**WHAT THIS EXERCISE ASKS**
1 > According to the passage on ethanol and Biden's biofuel policy, how much more carbon-intensive than gasoline did the study find ethanol likely to be?
2 > Write the next part of the passage on ethanol and Biden's biofuel policy, picking up after its final sentence.

**EXERCISE PASSAGE**
But as Biden lauds the potential of ethanol and other biofuels, notably amidst a major surge in food prices, there are official studies that connect ethanol not only to more pollution, but also to higher carbon emissions.
It should be noted that Biden has vowed to “promote ethanol and the next generation of biofuels,” declaring them “vital to the future of rural America—and the climate.”
In his Build Back Plan for Rural America, the Biden administration highlights ethanol and biofuels as key components of his strategy to tackle climate change:
- Promote ethanol and the next generation of biofuels. Biden believes renewable fuels are vital to the future of rural America – and the climate. As part of his R&D investment, Biden will invest in developing the next generation of biofuels. Biden will invest in research to develop cellulosic biofuels in a manner that protects our soil and water and addresses the challenge of climate change, while turning grass, crop residues, and other biomass into fuel. Doubling down on these liquid fuels of the future will not only make value-added agriculture a key part of the solution to climate change – reducing emissions in planes, ships, and other forms of transportation – but will also create quality jobs across rural America. From day one, President Biden will use every tool at his disposal, including the federal fleet and the federal government’s purchasing power, to promote and advance renewable energy, ethanol, and other biofuels.
President Joe Biden in April visited Iowa to announce that his administration was suspending the federal rule prohibiting the sale of higher ethanol blend gasoline amid a nearly unprecedented spike in gas prices.
“I’m here today to talk about the work we’re doing the lower cost for American families and put rural America at the center of our efforts to build a future that’s made in America,” Biden said. “And that’s not hyperbole. It’s about being made in America. A lot of that has has to do with this industry. I just had a chance to see the work you do here and turn more than 40 million bushels of local corn into 130 million gallons of ethanol a year. That’s a lot of gallons. We want to see facilities like this all over the Midwest, and here’s why, first, it supports farms. It supports farmers and the farm economy.”
“Second, it creates good paying jobs,” he added. “It’s estimated there are over 400,000 jobs directly and indirectly supported by this industry nationwide. There’s a lot of people, that’s a lot and a lot of paychecks and good decent paychecks. Third, it reduces our reliance on foreign oil by adding this fuel to our gasoline.
“And fourth, it gives you a choice at the pump,” he added. “When you have a choice, you have competition. When you have competition, you have better prices. In addition to all that, you get less harm to the environment, lower greenhouse gas emissions, and you get even byproducts like grain here, which does goes into animal feed, which helps cattle producers and lowers their cars. This is an industry with a tremendous future.”
But corn, despite being green, does not mean that burning it is ‘greener’ for the environment. Reuters reported on a U.S. Department of Energy and National Wildlife Federation joint study that showed that corn-based ethanol is “likely a much bigger contributor to global warming than straight gasoline.”
“The research, which was funded in part by the National Wildlife Federation and U.S. Department of Energy, found that ethanol is likely at least 24% more carbon-intensive than gasoline due to emissions resulting from land use changes to grow corn, along with processing and combustion,” the report noted.
The study explained why ethanol production is more harmful for the environment than burning fossil fuels. It boils down to energy density and land usage.

**Collected data entries**
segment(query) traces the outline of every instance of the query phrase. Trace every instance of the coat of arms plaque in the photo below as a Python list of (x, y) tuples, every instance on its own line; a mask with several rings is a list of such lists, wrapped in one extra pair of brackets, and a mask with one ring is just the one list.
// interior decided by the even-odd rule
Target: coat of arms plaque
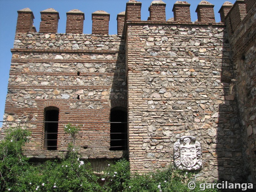
[(201, 145), (195, 137), (183, 136), (173, 145), (175, 169), (196, 171), (203, 167)]

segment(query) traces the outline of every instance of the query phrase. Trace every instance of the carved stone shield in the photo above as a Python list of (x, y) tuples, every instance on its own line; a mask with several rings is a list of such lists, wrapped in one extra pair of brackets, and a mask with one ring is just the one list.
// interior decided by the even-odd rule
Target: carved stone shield
[(174, 167), (183, 170), (196, 170), (202, 168), (201, 146), (196, 137), (183, 136), (173, 145)]

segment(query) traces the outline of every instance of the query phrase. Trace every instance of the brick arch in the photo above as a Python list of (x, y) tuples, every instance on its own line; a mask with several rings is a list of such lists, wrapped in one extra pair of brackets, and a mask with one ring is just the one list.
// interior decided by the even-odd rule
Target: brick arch
[(54, 100), (48, 100), (44, 102), (43, 105), (44, 108), (49, 107), (54, 107), (60, 109), (61, 103), (58, 101)]
[(121, 107), (127, 110), (126, 101), (114, 101), (111, 102), (110, 108), (111, 109), (116, 107)]

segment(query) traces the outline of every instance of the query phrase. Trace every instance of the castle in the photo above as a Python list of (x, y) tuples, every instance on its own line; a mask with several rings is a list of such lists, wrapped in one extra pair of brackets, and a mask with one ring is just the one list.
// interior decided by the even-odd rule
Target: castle
[[(153, 1), (148, 20), (130, 0), (109, 35), (109, 14), (41, 12), (39, 32), (28, 8), (18, 11), (1, 135), (11, 127), (32, 132), (24, 148), (36, 161), (59, 158), (80, 126), (79, 153), (95, 167), (127, 154), (133, 172), (172, 165), (174, 143), (191, 135), (201, 144), (198, 179), (256, 183), (256, 3), (225, 2), (215, 22), (202, 1), (192, 22), (190, 4)], [(94, 165), (93, 165), (94, 166)], [(100, 172), (100, 170), (97, 171)]]

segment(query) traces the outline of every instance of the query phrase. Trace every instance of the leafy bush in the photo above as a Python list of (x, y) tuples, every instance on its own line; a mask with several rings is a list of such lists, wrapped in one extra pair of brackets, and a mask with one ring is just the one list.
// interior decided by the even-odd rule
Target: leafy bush
[[(109, 164), (99, 177), (90, 164), (78, 157), (75, 138), (79, 127), (65, 126), (72, 139), (67, 159), (48, 161), (33, 166), (22, 154), (22, 147), (29, 141), (30, 132), (21, 128), (10, 129), (5, 139), (0, 142), (0, 187), (3, 191), (188, 192), (201, 191), (199, 183), (190, 190), (187, 183), (193, 180), (191, 173), (170, 168), (149, 174), (132, 175), (129, 162), (121, 159)], [(104, 182), (101, 186), (98, 180)], [(207, 189), (205, 191), (217, 192)]]

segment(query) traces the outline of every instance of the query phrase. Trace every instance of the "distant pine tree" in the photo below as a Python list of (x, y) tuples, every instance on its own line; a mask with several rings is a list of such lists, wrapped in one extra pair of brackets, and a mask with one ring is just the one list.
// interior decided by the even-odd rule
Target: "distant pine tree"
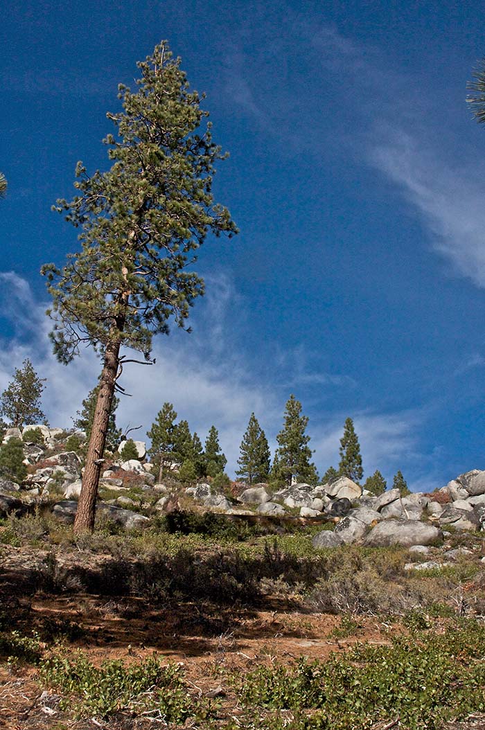
[(219, 432), (215, 426), (211, 426), (209, 434), (205, 439), (204, 458), (206, 464), (206, 473), (208, 477), (215, 477), (224, 471), (227, 459), (224, 456), (219, 445)]
[(23, 458), (23, 444), (20, 439), (9, 439), (0, 446), (0, 475), (20, 484), (27, 476)]
[(254, 413), (251, 415), (240, 451), (237, 464), (240, 469), (236, 474), (245, 479), (249, 484), (266, 482), (270, 474), (270, 447), (266, 434)]
[(118, 451), (120, 451), (124, 461), (129, 461), (131, 458), (140, 458), (138, 449), (135, 446), (133, 439), (128, 439), (126, 441), (123, 441), (120, 444)]
[(22, 365), (15, 369), (13, 379), (0, 396), (0, 415), (18, 429), (46, 422), (40, 410), (45, 378), (39, 377), (30, 360), (24, 360)]
[(308, 446), (310, 437), (305, 433), (308, 418), (302, 415), (302, 404), (294, 395), (286, 402), (283, 429), (276, 437), (279, 447), (275, 456), (272, 477), (290, 485), (292, 480), (316, 484), (318, 480), (313, 451)]
[(159, 465), (159, 482), (163, 477), (164, 469), (172, 461), (177, 461), (175, 453), (175, 419), (177, 413), (171, 403), (164, 403), (147, 436), (151, 439), (148, 454)]
[(378, 496), (379, 494), (382, 494), (383, 492), (386, 491), (387, 488), (387, 483), (386, 480), (381, 474), (378, 469), (373, 474), (372, 477), (369, 477), (364, 485), (364, 488), (367, 489), (367, 491), (370, 492), (371, 494), (374, 494), (375, 496)]
[(354, 421), (347, 418), (343, 428), (343, 436), (340, 439), (340, 463), (338, 473), (341, 477), (348, 477), (359, 483), (364, 476), (362, 457), (360, 453), (359, 439), (354, 429)]
[(338, 479), (338, 472), (333, 466), (329, 466), (325, 474), (321, 477), (322, 484), (332, 484), (332, 482)]
[(394, 480), (392, 480), (392, 488), (399, 489), (401, 496), (405, 496), (406, 494), (410, 494), (410, 490), (409, 489), (408, 483), (402, 476), (402, 473), (400, 470), (394, 474)]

**RESPONSES TO THE EXERCISE**
1 > At least 24% more carbon-intensive.

2 >
“As a result of the mandate, corn cultivation grew 8.7% and expanded into 6.9 million additional acres of land between 2008 and 2016,” Reuters reported about the study’s findings. “That led to widespread changes in land use, including the tilling of cropland that would otherwise have been retired or enrolled in conservation programs and the planting of existing cropland with more corn. Tilling fields releases carbon stored in soil, while other farming activities, like applying nitrogen fertilizers, also produce emissions.”
Notably, the newer findings contradict a 2019 USDA study, widely cited by the biofuel industry, that had claimed that ethanol’s carbon intensity was 39% lower than gasoline.
The left-wing journalistic publication Mother Jones criticized Joe Biden as refusing to let ethanol die.
“Even though it was once embraced by some environmentalists, ethanol has turned out to be much better at providing common ground for wildly disparate presidents than cutting greenhouse gas emissions,” the article states. “For starters, corn does a lousy job of turning the sun into fuel. Plants store just 1 percent of the solar energy they receive via photosynthesis, notes Mark Jacobson, professor of civil and environmental engineering at Stanford. A solar panel, by contrast, is 20 percent efficient.
“So you put a solar panel over the same land, you get 20 times more energy,” Jacobson said.
Yet the most energy dense source of power known to mankind is also “zero carbon.” It is nuclear energy. Harvard University published an article in 2016 that debunked many of the myths that have been spread by the anti-nuclear crowd since the 1970s.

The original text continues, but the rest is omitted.